§ **DOCUMENT**:
-*-*-

Interference with a Peace Officer – “Passive Resistance” is Noncooperation with an Officer that Does Not Involve Violence or Other Active Conduct

The court reverses defendant’s conviction for interference with a peace officer (IPO) and holds that “passive resistance” is “noncooperation with aa peace officer that does not involve violence or other active conduct by defendant.” Defendant was arguing with a ticket agent at a Greyhound station. The agent asked defendant to leave and he refused. Ultimately, police responded and also ordered defendant to leave. He again refused. Police tackled defendant and arrested him for IPO. A person is not guilty of IPO if they are engaging in passive resistance. Defendant requested a jury instruction that he was engaging in passive resistance and the trial court refused.

-*-*-

§ **DATASET ENTRIES**:
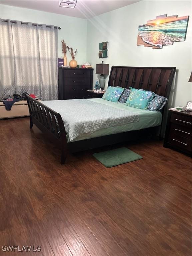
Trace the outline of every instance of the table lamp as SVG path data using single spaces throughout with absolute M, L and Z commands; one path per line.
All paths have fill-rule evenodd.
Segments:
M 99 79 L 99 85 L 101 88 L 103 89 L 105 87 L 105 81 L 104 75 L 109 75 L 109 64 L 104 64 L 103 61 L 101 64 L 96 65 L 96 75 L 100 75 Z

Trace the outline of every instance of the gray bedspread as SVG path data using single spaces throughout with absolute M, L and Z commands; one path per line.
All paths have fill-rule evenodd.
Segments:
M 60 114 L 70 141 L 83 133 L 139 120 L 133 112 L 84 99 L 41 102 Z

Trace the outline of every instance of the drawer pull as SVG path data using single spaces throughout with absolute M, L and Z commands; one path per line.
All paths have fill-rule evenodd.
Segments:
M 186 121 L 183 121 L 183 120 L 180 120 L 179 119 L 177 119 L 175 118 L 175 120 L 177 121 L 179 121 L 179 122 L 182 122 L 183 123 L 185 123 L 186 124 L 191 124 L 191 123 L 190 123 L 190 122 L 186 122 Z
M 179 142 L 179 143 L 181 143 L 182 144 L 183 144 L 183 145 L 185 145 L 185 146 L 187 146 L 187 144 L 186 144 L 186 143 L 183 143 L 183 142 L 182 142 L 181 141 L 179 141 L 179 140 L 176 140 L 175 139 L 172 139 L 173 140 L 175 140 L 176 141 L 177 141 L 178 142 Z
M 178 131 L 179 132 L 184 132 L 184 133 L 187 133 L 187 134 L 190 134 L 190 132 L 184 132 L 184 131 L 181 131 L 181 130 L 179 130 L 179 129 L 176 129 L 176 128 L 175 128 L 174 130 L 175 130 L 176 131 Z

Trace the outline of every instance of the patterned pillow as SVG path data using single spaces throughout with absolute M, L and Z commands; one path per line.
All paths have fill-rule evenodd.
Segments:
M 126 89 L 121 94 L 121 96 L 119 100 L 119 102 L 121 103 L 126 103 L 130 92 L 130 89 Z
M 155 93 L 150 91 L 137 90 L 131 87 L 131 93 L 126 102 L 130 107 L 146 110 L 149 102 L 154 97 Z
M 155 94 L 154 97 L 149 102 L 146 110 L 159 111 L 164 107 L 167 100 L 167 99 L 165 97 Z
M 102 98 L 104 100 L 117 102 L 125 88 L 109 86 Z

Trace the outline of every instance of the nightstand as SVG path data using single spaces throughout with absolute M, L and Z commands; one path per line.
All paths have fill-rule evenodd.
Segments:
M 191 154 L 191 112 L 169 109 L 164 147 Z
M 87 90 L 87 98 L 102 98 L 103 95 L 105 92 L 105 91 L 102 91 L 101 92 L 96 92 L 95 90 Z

-*-*-

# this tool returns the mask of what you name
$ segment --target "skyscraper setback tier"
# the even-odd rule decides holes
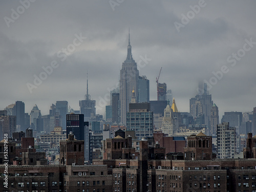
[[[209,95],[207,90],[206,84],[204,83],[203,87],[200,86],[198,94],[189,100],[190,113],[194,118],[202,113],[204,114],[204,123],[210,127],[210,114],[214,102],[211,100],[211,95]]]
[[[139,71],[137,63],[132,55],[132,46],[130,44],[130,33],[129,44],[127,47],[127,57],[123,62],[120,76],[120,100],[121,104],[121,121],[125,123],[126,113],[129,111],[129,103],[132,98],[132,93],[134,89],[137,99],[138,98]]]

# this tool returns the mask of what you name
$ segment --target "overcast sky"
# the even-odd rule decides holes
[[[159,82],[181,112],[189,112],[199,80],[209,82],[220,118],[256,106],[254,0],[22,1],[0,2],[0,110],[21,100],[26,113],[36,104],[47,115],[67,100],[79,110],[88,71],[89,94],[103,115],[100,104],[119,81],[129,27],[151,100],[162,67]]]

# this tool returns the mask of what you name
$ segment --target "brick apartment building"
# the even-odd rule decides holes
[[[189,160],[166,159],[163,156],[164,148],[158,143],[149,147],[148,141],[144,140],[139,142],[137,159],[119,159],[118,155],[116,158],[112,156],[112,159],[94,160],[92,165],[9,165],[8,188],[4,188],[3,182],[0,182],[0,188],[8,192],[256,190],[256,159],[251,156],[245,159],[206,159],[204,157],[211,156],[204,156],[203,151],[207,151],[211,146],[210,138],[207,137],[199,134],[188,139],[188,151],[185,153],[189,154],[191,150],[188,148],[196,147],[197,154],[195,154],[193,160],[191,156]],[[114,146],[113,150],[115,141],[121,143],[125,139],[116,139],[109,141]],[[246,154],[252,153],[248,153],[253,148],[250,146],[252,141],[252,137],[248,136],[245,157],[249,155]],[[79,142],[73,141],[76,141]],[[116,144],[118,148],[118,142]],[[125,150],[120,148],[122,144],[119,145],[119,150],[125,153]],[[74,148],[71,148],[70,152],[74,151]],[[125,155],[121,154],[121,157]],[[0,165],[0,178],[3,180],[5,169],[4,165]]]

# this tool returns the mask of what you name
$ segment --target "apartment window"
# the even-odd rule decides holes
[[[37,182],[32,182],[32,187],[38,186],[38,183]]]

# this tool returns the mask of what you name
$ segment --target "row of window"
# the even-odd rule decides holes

-*-*-

§ **TASK INSTRUCTIONS**:
[1] Translate this sentence from the case summary into Spanish: "Ultimately, police responded and also ordered defendant to leave."
[2] Answer these questions using the case summary:
(a) Where was defendant arguing with a ticket agent?
(b) What did police do after defendant refused their order to leave?
(c) What jury instruction did defendant request, and how did the trial court respond?

§ **ANSWER LIST**:
[1] Finalmente, la policía acudió y también le ordenó al acusado que se marchara.

[2]
(a) At a Greyhound station.
(b) They tackled him and arrested him for interference with a peace officer (IPO).
(c) He requested an instruction that he was engaging in passive resistance, and the trial court refused it.